Work instructions –
Please rewrite the material below from the line with "Locate the turbine blade" through its end, swapping "drop a marker" for "place a pin" and leaving everything else unchanged. Return only those lines.

The data –
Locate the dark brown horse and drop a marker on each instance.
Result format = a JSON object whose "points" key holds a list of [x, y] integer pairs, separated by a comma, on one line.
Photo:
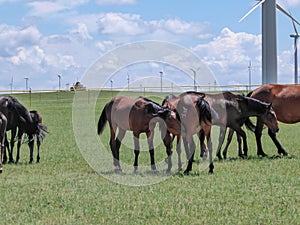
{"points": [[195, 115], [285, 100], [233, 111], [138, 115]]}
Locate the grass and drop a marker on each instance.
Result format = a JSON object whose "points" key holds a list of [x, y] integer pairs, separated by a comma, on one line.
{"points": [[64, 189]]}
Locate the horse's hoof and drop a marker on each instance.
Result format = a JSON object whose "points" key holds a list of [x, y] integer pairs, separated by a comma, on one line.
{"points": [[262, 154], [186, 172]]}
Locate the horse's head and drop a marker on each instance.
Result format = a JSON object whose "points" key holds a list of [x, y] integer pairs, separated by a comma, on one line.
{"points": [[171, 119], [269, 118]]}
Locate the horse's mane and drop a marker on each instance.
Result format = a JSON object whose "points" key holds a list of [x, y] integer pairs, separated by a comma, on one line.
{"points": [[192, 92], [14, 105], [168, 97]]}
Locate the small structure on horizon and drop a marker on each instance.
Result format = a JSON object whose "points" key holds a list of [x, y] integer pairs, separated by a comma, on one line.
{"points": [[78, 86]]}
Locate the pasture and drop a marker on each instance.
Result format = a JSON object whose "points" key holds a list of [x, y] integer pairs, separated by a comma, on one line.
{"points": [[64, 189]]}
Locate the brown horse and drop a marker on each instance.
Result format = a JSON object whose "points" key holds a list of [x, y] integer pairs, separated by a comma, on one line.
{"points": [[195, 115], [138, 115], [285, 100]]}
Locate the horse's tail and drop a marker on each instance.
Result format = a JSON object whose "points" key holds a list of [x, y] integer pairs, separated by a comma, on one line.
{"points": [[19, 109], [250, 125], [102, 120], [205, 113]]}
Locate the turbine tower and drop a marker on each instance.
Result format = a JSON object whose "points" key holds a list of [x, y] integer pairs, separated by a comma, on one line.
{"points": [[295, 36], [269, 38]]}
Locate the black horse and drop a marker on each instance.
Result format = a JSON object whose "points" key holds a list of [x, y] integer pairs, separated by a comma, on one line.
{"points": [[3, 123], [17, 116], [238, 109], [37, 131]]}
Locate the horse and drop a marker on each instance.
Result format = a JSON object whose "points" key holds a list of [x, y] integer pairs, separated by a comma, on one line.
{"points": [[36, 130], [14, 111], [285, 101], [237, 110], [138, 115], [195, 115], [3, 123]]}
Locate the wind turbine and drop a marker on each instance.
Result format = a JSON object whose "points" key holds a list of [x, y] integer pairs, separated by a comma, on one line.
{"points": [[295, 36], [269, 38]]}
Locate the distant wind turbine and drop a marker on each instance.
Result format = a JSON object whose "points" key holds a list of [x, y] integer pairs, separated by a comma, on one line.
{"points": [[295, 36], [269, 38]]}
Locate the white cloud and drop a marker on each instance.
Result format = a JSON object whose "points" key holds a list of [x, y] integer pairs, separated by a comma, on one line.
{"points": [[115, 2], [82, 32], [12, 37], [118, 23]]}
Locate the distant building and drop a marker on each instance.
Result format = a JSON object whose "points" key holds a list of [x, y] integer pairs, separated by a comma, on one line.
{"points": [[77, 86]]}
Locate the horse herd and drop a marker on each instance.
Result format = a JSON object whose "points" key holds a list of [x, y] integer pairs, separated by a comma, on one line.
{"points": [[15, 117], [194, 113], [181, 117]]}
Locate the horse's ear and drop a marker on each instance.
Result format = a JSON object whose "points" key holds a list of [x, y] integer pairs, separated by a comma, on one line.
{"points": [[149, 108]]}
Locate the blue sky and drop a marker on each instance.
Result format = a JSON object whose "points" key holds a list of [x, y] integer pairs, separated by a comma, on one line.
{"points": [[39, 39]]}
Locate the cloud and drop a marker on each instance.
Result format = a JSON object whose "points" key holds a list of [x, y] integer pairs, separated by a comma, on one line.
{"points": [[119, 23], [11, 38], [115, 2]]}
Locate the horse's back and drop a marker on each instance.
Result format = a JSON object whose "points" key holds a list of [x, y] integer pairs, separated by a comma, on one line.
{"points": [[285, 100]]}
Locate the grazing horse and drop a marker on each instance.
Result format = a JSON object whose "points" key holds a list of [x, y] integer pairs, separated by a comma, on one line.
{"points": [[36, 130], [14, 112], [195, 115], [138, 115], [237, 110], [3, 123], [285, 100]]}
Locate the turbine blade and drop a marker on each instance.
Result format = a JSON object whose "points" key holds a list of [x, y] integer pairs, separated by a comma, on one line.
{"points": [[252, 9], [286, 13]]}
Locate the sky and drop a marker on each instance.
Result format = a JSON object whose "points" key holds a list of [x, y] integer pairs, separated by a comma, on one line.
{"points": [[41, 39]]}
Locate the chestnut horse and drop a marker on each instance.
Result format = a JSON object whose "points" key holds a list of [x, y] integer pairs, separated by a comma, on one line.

The output –
Locate the turbine blade and place a pin on each instance.
Result format = a JSON object whose "points" key holds a list of [x, y] integer pairs, separated by a comma, on one line.
{"points": [[252, 9], [286, 13]]}
Locate the sky and place a pin on each instance.
Result format = a JSON object whose "points" key holds a list of [x, y] integer pairs, separated by a comma, on one line.
{"points": [[41, 39]]}
Locate the chestnut horse and place a pin on each instance.
Result format = a JSON object whose "points" key holds a list of [x, y] integer pairs, separated by a comma, on one line.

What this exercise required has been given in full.